→ WORK ORDER: Return all lines of the data in which the string "blue" occurs.

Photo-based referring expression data
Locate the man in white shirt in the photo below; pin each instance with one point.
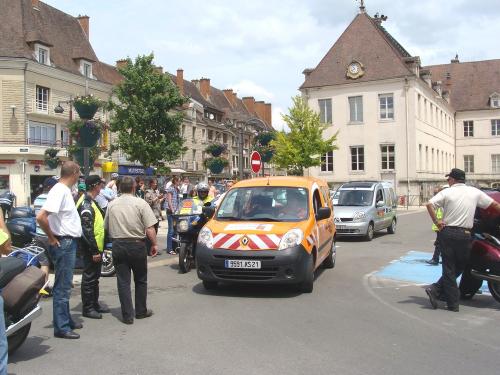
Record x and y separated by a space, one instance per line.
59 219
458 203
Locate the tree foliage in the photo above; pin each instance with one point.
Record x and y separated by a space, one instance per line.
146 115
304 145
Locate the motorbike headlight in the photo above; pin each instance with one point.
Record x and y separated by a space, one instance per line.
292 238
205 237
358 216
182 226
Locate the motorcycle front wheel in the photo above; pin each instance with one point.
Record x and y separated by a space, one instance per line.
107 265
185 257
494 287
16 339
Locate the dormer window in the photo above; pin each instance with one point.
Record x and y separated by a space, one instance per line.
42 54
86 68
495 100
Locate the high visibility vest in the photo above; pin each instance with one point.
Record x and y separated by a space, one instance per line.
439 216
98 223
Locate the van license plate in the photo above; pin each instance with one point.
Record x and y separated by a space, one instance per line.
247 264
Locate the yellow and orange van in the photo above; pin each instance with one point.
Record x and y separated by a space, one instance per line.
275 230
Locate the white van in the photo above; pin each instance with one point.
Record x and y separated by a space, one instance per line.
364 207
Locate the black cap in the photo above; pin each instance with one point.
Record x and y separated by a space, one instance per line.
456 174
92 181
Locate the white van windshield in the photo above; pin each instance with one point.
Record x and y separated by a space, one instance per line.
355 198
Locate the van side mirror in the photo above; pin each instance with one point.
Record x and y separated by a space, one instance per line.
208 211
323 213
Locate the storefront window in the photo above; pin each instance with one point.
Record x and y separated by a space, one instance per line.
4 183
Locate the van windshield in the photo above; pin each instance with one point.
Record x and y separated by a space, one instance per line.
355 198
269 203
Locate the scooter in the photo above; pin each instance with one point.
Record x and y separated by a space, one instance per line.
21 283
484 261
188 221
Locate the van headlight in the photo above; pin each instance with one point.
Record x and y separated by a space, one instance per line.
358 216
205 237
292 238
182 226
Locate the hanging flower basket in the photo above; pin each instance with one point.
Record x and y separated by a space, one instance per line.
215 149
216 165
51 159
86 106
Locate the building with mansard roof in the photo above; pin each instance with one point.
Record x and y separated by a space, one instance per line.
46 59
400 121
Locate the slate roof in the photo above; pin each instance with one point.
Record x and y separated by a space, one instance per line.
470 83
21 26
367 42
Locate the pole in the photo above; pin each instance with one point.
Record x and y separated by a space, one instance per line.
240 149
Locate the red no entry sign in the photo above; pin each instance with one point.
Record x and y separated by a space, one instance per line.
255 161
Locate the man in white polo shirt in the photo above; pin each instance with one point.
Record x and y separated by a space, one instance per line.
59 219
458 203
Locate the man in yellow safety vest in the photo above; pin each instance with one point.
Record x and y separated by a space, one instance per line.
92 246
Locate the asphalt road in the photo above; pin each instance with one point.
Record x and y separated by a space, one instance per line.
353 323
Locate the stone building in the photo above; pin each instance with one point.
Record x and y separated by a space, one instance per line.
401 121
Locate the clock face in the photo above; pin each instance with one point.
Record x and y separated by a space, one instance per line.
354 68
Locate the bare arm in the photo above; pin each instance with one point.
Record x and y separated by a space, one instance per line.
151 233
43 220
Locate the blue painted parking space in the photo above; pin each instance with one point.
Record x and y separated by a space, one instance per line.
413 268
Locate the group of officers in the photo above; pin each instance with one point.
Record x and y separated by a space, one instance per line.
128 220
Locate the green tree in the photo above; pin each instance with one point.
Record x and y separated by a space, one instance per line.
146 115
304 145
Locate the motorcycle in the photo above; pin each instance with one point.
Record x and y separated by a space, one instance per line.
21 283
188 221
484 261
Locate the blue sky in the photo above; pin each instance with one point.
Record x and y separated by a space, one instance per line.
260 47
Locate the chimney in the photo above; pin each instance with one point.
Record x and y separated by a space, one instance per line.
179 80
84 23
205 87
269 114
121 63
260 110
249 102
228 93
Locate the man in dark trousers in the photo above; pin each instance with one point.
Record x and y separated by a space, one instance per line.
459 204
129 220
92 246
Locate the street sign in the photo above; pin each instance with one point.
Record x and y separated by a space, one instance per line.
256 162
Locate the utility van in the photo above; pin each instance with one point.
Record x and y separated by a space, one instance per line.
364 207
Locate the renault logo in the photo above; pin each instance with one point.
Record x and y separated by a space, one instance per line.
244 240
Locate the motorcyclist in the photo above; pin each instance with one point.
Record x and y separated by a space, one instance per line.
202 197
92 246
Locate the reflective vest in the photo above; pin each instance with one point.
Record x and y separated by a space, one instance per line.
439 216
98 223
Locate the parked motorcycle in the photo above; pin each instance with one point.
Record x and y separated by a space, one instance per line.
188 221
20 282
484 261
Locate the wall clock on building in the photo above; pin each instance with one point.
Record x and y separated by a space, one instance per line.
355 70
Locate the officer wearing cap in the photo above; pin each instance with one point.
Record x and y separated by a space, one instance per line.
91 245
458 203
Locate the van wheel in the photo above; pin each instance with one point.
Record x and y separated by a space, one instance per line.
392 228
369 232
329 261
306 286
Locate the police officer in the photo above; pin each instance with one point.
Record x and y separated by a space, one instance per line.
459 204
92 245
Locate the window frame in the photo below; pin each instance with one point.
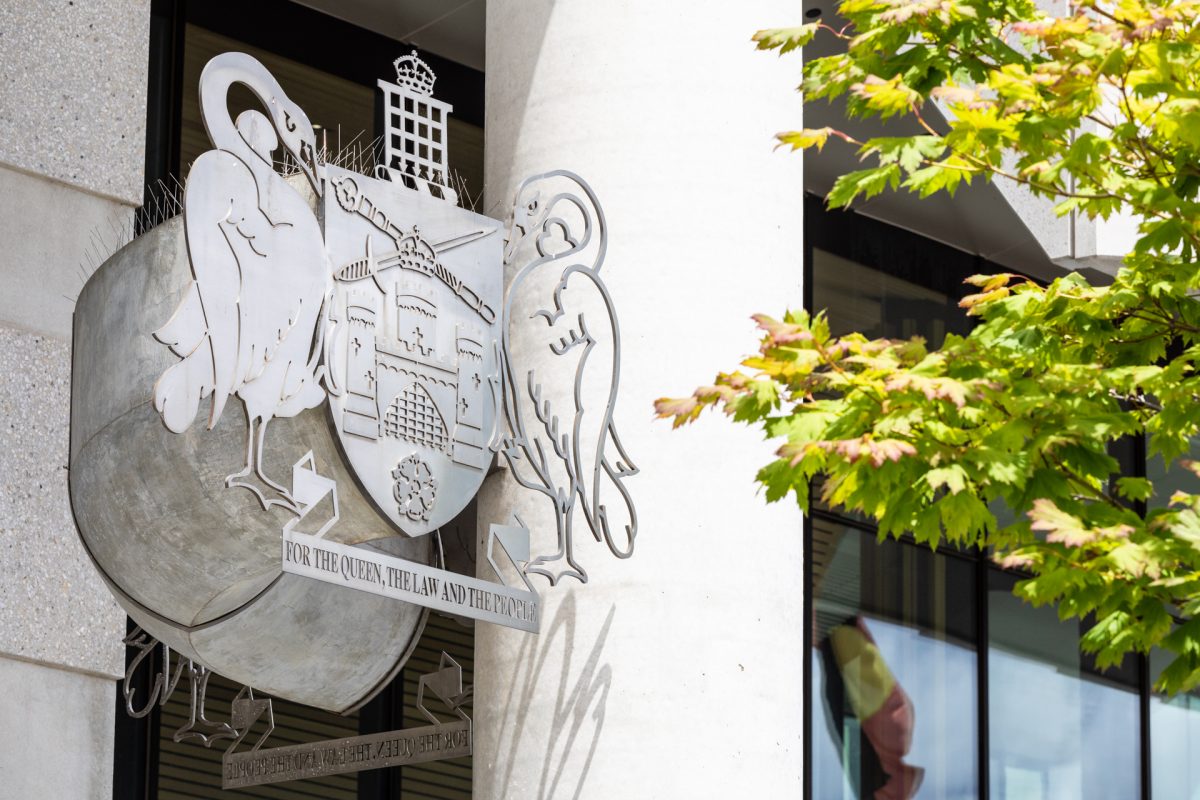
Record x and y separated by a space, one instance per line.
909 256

→ TASK RESULT:
Locate the blue painted parking space in the photo above; pin each instance with one point.
Locate the blue sky in the photo above; pin each instance with one point.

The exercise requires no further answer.